(Dataset entries)

'''

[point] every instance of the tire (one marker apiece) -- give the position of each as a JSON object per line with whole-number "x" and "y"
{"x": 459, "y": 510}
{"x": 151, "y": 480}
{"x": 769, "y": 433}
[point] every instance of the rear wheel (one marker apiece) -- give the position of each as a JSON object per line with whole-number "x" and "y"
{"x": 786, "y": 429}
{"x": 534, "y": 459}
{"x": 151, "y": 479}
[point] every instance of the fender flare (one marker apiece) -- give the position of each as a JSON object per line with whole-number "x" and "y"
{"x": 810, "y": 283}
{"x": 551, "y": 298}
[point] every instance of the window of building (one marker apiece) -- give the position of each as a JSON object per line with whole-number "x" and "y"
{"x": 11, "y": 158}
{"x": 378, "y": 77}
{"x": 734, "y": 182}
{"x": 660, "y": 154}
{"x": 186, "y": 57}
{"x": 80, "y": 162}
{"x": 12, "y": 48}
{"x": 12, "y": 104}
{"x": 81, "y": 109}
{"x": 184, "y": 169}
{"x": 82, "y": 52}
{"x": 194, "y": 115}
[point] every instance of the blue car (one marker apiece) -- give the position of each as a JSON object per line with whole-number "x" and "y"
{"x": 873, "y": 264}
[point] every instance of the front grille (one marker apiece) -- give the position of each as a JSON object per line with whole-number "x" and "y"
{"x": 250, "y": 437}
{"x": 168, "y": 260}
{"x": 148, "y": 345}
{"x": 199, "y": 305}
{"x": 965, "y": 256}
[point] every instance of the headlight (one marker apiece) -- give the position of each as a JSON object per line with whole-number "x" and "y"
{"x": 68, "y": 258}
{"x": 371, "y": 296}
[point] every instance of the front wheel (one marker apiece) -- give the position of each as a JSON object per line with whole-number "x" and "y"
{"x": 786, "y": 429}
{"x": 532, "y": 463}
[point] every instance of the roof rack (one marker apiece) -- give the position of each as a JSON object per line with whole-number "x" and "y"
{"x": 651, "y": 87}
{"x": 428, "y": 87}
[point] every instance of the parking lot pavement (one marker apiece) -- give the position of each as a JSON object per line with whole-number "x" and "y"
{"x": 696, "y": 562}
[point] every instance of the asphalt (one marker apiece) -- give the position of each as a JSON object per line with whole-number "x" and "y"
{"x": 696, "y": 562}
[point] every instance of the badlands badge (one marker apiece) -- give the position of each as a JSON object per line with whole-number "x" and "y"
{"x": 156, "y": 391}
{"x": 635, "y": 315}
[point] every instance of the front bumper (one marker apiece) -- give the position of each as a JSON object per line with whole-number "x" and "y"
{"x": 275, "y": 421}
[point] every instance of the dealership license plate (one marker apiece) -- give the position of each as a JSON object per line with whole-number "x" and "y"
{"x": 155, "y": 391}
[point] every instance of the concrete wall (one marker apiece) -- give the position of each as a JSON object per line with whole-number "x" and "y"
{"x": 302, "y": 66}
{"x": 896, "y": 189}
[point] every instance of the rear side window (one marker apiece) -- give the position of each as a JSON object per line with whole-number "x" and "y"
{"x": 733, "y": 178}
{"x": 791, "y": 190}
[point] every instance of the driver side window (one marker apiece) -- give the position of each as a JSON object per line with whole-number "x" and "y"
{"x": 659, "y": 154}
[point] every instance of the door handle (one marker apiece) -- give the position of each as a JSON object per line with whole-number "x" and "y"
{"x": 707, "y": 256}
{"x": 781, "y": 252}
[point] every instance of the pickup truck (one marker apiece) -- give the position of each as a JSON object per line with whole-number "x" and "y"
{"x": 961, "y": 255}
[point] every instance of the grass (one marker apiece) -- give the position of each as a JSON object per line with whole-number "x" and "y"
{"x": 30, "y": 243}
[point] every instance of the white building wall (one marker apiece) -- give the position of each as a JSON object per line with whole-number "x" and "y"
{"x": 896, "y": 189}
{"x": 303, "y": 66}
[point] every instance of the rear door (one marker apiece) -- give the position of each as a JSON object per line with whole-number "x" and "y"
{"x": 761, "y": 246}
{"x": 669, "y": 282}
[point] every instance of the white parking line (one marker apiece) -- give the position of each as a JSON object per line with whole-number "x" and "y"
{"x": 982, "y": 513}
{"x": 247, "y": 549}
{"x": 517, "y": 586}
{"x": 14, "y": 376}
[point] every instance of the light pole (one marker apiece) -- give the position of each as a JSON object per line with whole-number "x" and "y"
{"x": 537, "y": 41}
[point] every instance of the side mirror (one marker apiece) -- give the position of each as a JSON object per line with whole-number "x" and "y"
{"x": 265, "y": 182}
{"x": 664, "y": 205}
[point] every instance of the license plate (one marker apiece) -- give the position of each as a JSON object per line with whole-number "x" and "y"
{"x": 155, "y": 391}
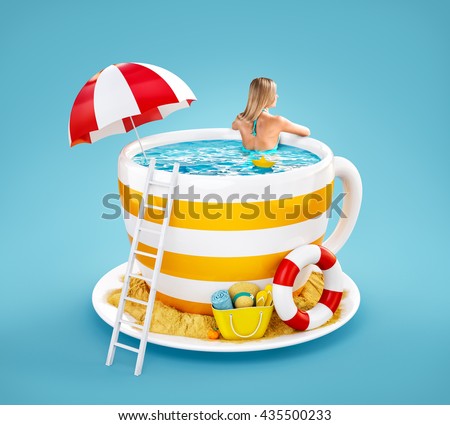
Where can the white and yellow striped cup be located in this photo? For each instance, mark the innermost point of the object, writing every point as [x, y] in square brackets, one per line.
[210, 245]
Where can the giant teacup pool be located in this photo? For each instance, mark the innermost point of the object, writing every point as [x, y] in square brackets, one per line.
[230, 222]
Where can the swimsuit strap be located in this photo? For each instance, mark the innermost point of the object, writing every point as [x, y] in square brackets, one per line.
[254, 122]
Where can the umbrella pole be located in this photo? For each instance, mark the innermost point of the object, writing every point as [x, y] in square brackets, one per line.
[139, 140]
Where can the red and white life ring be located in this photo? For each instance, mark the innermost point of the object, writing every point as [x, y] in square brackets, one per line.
[283, 283]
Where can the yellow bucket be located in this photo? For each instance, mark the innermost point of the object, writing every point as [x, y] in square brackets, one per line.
[243, 323]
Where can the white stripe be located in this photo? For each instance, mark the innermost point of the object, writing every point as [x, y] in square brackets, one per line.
[304, 255]
[191, 290]
[283, 301]
[113, 98]
[172, 107]
[230, 188]
[179, 87]
[114, 128]
[238, 243]
[319, 315]
[333, 278]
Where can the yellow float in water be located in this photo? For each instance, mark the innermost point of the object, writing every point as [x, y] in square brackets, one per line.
[263, 162]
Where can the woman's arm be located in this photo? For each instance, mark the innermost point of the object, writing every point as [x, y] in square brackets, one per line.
[290, 127]
[234, 125]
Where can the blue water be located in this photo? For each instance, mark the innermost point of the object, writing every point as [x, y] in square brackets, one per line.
[224, 158]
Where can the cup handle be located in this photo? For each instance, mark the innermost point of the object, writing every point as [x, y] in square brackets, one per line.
[352, 186]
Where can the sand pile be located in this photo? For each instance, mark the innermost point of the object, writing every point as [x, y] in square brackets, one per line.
[168, 320]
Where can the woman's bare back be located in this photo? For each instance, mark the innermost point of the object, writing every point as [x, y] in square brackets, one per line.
[268, 129]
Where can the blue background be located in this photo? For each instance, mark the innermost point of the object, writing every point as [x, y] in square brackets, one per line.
[369, 78]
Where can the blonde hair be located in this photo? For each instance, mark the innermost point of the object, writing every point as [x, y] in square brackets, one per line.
[261, 94]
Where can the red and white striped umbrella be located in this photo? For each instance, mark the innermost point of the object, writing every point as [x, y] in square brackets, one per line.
[122, 97]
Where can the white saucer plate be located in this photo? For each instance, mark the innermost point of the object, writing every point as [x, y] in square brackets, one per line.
[111, 281]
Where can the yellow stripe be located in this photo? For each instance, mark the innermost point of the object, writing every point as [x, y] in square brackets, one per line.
[186, 306]
[220, 269]
[232, 215]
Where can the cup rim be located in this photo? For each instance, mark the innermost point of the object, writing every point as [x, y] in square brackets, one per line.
[315, 146]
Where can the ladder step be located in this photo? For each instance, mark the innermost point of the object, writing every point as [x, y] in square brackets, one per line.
[143, 229]
[145, 254]
[155, 207]
[138, 276]
[127, 322]
[135, 300]
[126, 347]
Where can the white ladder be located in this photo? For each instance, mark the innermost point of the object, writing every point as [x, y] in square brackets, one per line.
[129, 272]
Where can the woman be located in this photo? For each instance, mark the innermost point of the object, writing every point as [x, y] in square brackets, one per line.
[259, 130]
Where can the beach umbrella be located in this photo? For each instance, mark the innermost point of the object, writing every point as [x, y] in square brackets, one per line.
[122, 97]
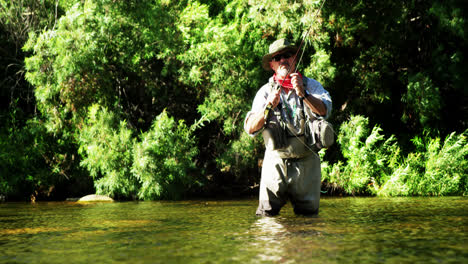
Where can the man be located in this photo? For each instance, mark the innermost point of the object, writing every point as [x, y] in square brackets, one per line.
[291, 167]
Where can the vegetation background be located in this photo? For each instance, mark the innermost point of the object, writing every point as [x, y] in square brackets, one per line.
[146, 99]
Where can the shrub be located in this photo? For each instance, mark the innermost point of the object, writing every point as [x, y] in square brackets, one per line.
[437, 169]
[369, 158]
[163, 160]
[106, 145]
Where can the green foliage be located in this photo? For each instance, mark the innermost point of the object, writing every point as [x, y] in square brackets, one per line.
[106, 146]
[401, 64]
[163, 160]
[370, 158]
[438, 169]
[423, 100]
[375, 165]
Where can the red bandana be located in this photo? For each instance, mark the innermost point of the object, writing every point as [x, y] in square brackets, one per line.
[285, 83]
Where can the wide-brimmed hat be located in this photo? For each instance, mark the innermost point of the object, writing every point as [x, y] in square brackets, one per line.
[279, 46]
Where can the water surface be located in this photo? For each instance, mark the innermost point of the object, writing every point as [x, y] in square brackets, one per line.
[347, 230]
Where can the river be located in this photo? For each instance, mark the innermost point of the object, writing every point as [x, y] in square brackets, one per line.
[347, 230]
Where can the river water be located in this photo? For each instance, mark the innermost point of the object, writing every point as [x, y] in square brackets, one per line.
[347, 230]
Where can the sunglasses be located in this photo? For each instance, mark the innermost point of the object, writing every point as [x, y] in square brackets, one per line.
[285, 55]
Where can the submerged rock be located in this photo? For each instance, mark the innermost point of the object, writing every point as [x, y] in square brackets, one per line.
[95, 198]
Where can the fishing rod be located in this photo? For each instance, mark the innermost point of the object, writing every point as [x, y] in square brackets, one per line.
[269, 106]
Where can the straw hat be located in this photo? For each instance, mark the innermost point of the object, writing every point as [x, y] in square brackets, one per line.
[279, 46]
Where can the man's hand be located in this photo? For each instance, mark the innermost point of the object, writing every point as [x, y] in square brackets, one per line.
[274, 98]
[297, 83]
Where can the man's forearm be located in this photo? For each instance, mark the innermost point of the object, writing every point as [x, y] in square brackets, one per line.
[255, 122]
[316, 105]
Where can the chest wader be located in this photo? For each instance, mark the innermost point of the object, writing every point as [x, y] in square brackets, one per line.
[316, 133]
[291, 169]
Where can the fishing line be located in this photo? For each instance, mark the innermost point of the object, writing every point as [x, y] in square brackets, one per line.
[269, 106]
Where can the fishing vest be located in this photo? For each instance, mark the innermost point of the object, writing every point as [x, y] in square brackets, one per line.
[298, 135]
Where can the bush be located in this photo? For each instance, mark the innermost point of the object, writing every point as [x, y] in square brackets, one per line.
[369, 157]
[163, 160]
[106, 146]
[436, 169]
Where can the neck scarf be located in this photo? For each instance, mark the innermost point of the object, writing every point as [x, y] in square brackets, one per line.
[285, 83]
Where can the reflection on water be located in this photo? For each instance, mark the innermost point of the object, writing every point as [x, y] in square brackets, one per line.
[347, 230]
[269, 236]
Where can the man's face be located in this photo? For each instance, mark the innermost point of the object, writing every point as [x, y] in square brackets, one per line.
[281, 62]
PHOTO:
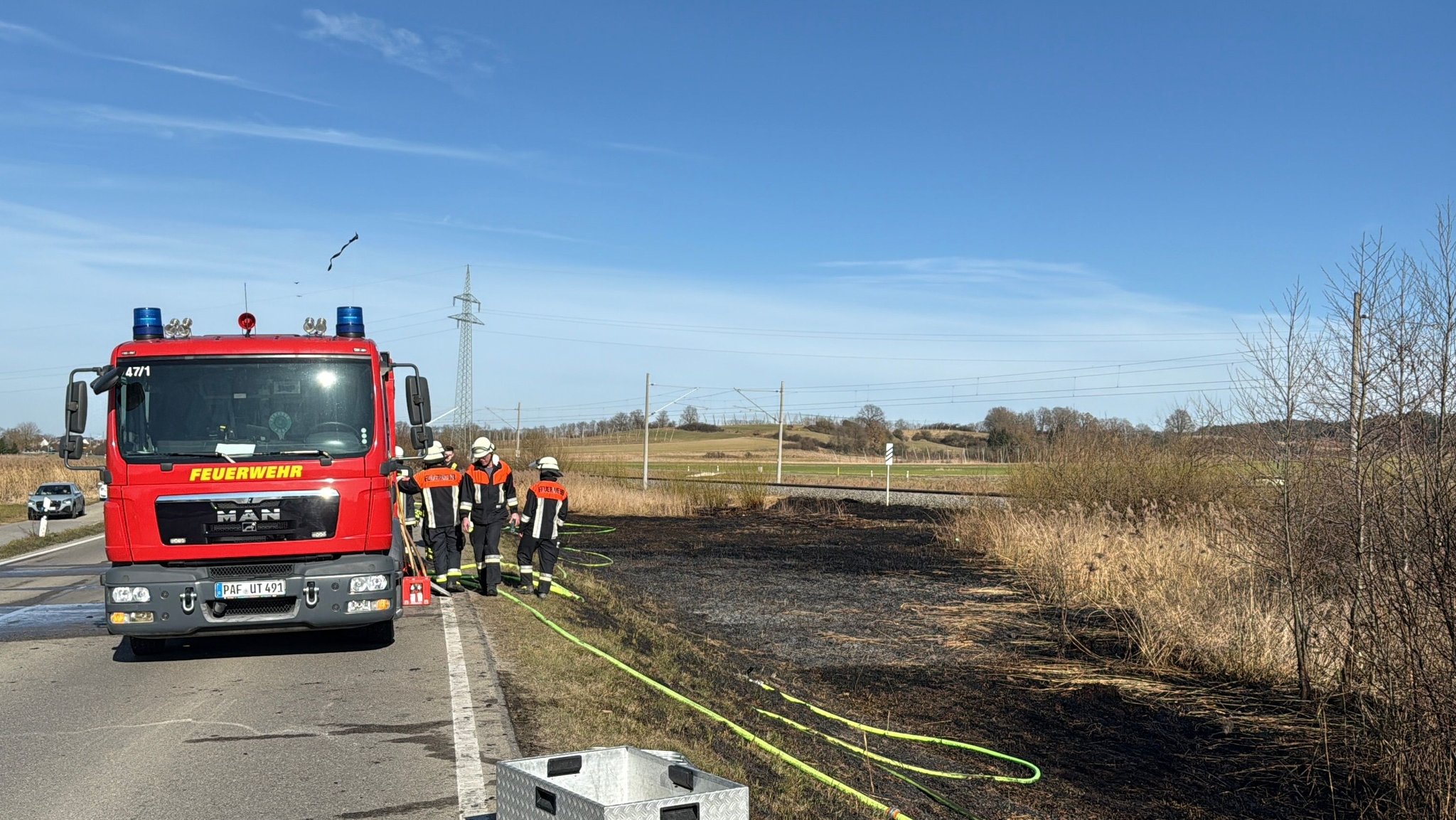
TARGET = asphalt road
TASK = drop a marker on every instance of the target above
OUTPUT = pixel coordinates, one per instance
(19, 529)
(291, 727)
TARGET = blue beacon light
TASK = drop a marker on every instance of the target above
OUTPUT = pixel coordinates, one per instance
(146, 324)
(350, 322)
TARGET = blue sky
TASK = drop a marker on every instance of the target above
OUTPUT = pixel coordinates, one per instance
(936, 207)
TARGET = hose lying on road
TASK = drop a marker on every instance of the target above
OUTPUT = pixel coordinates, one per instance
(813, 772)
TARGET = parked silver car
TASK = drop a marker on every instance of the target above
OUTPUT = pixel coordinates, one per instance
(55, 500)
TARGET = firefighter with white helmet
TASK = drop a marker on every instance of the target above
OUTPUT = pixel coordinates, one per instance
(494, 504)
(540, 526)
(449, 497)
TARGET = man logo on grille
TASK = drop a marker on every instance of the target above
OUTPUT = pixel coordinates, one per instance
(250, 518)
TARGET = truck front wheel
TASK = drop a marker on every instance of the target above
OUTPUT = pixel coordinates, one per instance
(146, 647)
(380, 632)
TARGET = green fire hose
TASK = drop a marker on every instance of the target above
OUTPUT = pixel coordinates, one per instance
(889, 765)
(808, 770)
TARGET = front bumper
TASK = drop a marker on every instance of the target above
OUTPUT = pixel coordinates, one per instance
(316, 596)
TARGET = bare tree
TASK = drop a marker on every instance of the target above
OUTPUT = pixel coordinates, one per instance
(1178, 422)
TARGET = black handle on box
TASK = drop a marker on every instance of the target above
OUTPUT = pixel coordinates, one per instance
(682, 777)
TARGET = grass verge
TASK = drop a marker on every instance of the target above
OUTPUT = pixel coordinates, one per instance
(1181, 587)
(31, 543)
(564, 700)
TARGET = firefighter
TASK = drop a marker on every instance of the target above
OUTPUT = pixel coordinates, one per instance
(447, 500)
(494, 506)
(540, 526)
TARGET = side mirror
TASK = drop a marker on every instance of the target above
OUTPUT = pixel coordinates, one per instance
(107, 380)
(70, 446)
(417, 400)
(76, 408)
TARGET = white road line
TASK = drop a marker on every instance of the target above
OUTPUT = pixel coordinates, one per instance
(50, 550)
(469, 774)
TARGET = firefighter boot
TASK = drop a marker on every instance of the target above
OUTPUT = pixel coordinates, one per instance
(453, 585)
(493, 574)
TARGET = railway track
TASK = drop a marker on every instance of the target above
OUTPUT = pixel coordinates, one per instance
(862, 494)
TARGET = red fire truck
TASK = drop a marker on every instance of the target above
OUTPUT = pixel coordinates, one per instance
(250, 479)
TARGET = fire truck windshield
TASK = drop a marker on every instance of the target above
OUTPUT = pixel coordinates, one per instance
(244, 408)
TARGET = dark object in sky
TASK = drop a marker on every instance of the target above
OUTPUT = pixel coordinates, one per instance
(341, 251)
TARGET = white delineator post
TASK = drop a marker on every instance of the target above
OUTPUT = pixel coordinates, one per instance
(778, 476)
(890, 461)
(647, 422)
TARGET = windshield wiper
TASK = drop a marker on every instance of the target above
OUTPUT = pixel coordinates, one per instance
(323, 458)
(204, 454)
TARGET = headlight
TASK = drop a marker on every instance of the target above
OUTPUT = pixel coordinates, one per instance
(368, 583)
(130, 595)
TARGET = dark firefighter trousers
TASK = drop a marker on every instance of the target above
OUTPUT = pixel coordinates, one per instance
(487, 541)
(550, 550)
(444, 548)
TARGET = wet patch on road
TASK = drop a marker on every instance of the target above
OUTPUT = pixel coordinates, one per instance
(50, 621)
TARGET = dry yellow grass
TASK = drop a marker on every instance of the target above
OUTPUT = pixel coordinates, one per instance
(19, 476)
(619, 497)
(1178, 586)
(564, 698)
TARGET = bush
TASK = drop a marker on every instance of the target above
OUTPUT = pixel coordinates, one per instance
(1108, 471)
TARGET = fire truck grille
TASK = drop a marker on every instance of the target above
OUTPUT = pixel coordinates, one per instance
(251, 571)
(251, 528)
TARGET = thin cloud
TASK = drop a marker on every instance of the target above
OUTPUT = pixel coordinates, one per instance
(441, 57)
(294, 133)
(16, 33)
(455, 223)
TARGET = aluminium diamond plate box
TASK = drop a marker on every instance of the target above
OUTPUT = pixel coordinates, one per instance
(614, 784)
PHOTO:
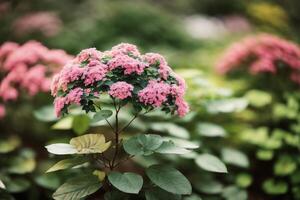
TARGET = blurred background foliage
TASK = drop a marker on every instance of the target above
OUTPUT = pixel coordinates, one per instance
(253, 133)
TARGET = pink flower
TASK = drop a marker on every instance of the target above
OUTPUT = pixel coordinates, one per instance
(59, 104)
(94, 73)
(157, 59)
(120, 90)
(2, 111)
(155, 93)
(74, 96)
(129, 64)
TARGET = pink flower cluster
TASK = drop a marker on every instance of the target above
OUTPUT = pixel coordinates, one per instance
(47, 23)
(28, 67)
(122, 72)
(263, 54)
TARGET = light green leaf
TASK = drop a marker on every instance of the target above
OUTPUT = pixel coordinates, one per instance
(211, 163)
(9, 144)
(210, 130)
(142, 144)
(159, 194)
(168, 147)
(169, 179)
(45, 114)
(127, 182)
(234, 193)
(90, 143)
(67, 163)
(270, 186)
(2, 186)
(64, 124)
(101, 115)
(81, 123)
(61, 149)
(170, 128)
(235, 157)
(77, 188)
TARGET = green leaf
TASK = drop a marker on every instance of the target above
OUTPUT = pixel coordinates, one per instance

'''

Work to be completed =
With "pink" as the search string, filter the records and return each line that has it.

Answer section =
TARGET = pink flower
TARGET = pink flower cluster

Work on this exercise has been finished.